**PASSAGE**

◆ ◆ ◆

Skip to content

MASTG-TEST-0038: Making Sure that the App is Properly Signed

Overview

Ensure that the release builds are properly signed to safeguard their integrity and protect them from tampering. Android has evolved its signing schemes over time to enhance security, with newer versions offering more robust mechanisms.

  • Android 7.0 (API level 24) and above: Use at least the v2 signature scheme, which signs the APK as a whole, providing stronger protection compared to the older v1 (JAR) signing method.
  • Android 9 (API level 28) and above: It's recommended to use both the v2 and v3 signature schemes. The v3 scheme supports key rotation, enabling developers to replace keys in the event of a compromise without invalidating old signatures.
  • Android 11 (API level 30) and above: Optionally include the v4 signature scheme to enable faster incremental updates.

Avoid using the v1 signature scheme (JAR signing) unless absolutely necessary for backward compatibility with Android 6.0 (API level 23) and below as it is considered insecure. For example, it is affected by the Janus vulnerability (CVE-2017-13156), which can allow malicious actors to modify APK files without invalidating the v1 signature. As such, v1 should never be relied on exclusively for devices running Android 7.0 and above.

You should also ensure that the APK's code-signing certificate is valid and belongs to the developer.

For further guidance, refer to the official Android app signing documentation and best practices for configuring apps for release.

◆ ◆ ◆

**ENTRIES PROVIDED**
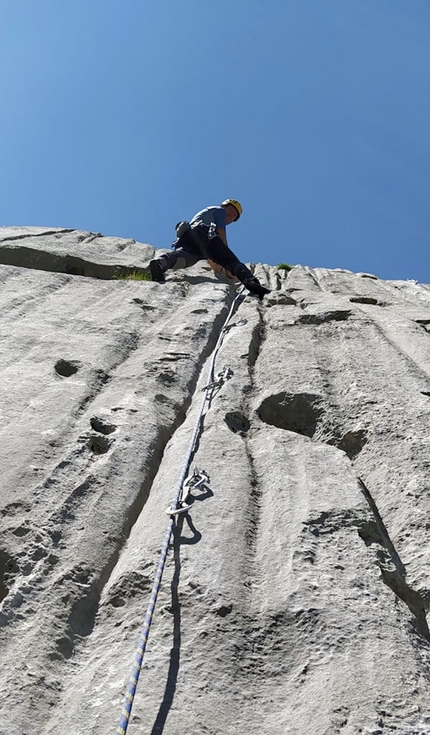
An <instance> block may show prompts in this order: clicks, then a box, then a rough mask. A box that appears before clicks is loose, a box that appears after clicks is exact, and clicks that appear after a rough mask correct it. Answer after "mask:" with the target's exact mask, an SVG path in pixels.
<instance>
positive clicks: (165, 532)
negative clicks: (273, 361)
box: [116, 288, 245, 735]
mask: <svg viewBox="0 0 430 735" xmlns="http://www.w3.org/2000/svg"><path fill="white" fill-rule="evenodd" d="M244 291H245V288H242V289H241V291H239V293H238V294H237V296H236V297H235V299H234V300H233V302H232V304H231V307H230V310H229V312H228V314H227V318H226V320H225V322H224V325H223V327H222V329H221V331H220V333H219V336H218V340H217V343H216V345H215V349H214V351H213V354H212V359H211V363H210V370H209V380H208V384H207V385H206V386H205V388H204V391H205V394H204V398H203V400H202V404H201V407H200V411H199V415H198V417H197V420H196V425H195V428H194V432H193V435H192V437H191V441H190V445H189V448H188V452H187V455H186V457H185V460H184V464H183V466H182V472H181V475H180V478H179V482H178V484H177V486H176V490H175V495H174V498H173V501H172V505H171V507H170V508H169V509H168V512H169V513H170V519H169V523H168V525H167V528H166V532H165V534H164V539H163V544H162V547H161V552H160V557H159V560H158V565H157V570H156V573H155V579H154V583H153V586H152V591H151V597H150V599H149V603H148V607H147V610H146V614H145V617H144V620H143V626H142V630H141V633H140V638H139V643H138V646H137V650H136V653H135V656H134V663H133V667H132V670H131V674H130V678H129V680H128V684H127V690H126V693H125V697H124V702H123V706H122V711H121V715H120V719H119V723H118V727H117V731H116V735H126V732H127V727H128V723H129V720H130V715H131V710H132V707H133V702H134V697H135V694H136V689H137V684H138V681H139V675H140V672H141V669H142V662H143V657H144V654H145V650H146V644H147V642H148V637H149V629H150V627H151V623H152V618H153V615H154V610H155V605H156V602H157V597H158V592H159V589H160V585H161V579H162V576H163V572H164V567H165V564H166V558H167V552H168V549H169V544H170V539H171V537H172V533H173V527H174V523H175V519H176V516H177V513H178V511H180V510H181V502H182V500H185V497H184V495H183V493H184V489H186V491H187V492H188V486H189V485H190V482H189V481H188V480H187V483H188V486H186V488H184V483H185V482H186V477H187V474H188V472H189V468H190V464H191V461H192V457H193V454H194V450H195V448H196V445H197V440H198V438H199V435H200V431H201V427H202V419H203V415H204V412H205V408H206V404H208V406H210V403H211V400H212V397H213V394H214V391H215V390H216V389H217V388H219V387H220V386H221V385H222V384H223V382H224V381H225V380H226V379H227V378H228V377H230V372H231V371H229V369H228V368H224V370H223V371H221V373H220V374H219V375H218V376H215V362H216V358H217V355H218V352H219V350H220V347H221V345H222V342H223V339H224V336H225V334H226V332H227V331H228V329H229V328H230V326H231V325H230V326H229V322H230V319H231V318H232V316H233V314H234V312H235V309H236V306H237V304H239V303H240V302H241V301H243V298H244V296H243V294H244ZM202 478H204V479H207V476H206V475H205V474H204V473H199V477H198V478H197V484H199V482H202V481H203V479H202ZM197 484H196V477H195V476H194V487H196V486H197ZM184 510H185V509H184Z"/></svg>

◆ ◆ ◆

**WHAT YOU SHOULD DO**
Write out the passage on app signing word for word, between "MASTG-TEST-0038: Making Sure" and "more robust mechanisms.", inclusive. Rely only on the app-signing text for these.

**SOLUTION FOR THIS PROBLEM**
MASTG-TEST-0038: Making Sure that the App is Properly Signed

Overview

Ensure that the release builds are properly signed to safeguard their integrity and protect them from tampering. Android has evolved its signing schemes over time to enhance security, with newer versions offering more robust mechanisms.